Captured and held in eastern Congo for 18 months, and enduring “every humiliation you can imagine,” the 30-year-old French teacher confesses he had lost his faith in God.

Raised as a Baptist in a country torn apart by civil war, Kaptegaine had grown disillusioned with a church unwilling to work for peace. Aligning with friends in a makeshift peace team, Kaptegaine sought to bring rival rebels into dialogue with one another—a nearly unheard of venture in eastern Congo. It was during a trip to another village to arrange one such meeting that he fell into the wrong hands.

Sharing a hole in the ground with other captives and sometimes corpses, he somehow got a message out through a friend. A sympathetic priest bribed a guard, helped him escape, and spirited the soft-spoken village teacher out of the country.

There was not a lot of time to make decisions. The priest recommended Canada—and specifically, Winnipeg. The priest had visited Winnipeg once. “It is a nice-sized city for you,” Kaptegaine recalls the priest saying.

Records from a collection

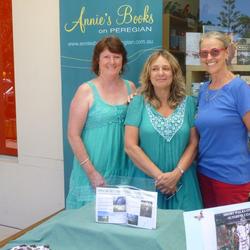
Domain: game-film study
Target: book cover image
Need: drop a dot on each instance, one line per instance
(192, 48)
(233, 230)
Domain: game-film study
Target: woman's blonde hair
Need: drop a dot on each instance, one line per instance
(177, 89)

---

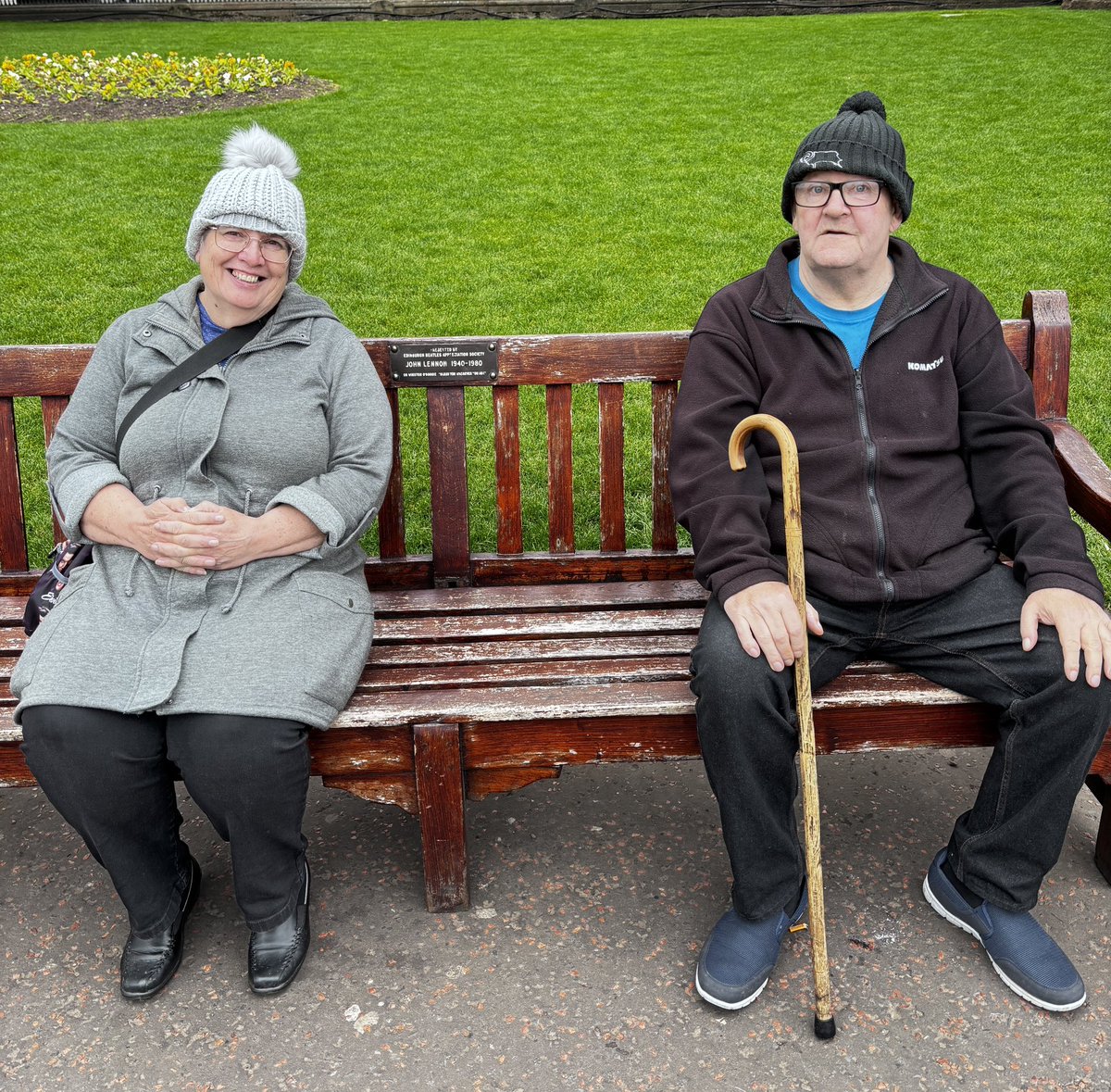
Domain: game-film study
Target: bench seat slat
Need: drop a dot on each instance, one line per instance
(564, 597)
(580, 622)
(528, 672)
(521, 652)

Problem 1 —
Rewrite the paragraph of the text about Kaptegaine that starts "Raised as a Baptist" as a short list, keeping its main facts.
Problem 2 —
Repeat word for word the part of the text about Kaptegaine that begins at the words "Raised as a" and stops after the words "the wrong hands.".

Response 1 —
- Kaptegaine was raised as a Baptist in a country torn apart by civil war.
- He grew disillusioned with a church unwilling to work for peace.
- With friends in a makeshift peace team, he tried to bring rival rebels into dialogue, a nearly unheard-of venture in eastern Congo.
- He was captured while on a trip to another village to arrange one such meeting.

Response 2 —
Raised as a Baptist in a country torn apart by civil war, Kaptegaine had grown disillusioned with a church unwilling to work for peace. Aligning with friends in a makeshift peace team, Kaptegaine sought to bring rival rebels into dialogue with one another—a nearly unheard of venture in eastern Congo. It was during a trip to another village to arrange one such meeting that he fell into the wrong hands.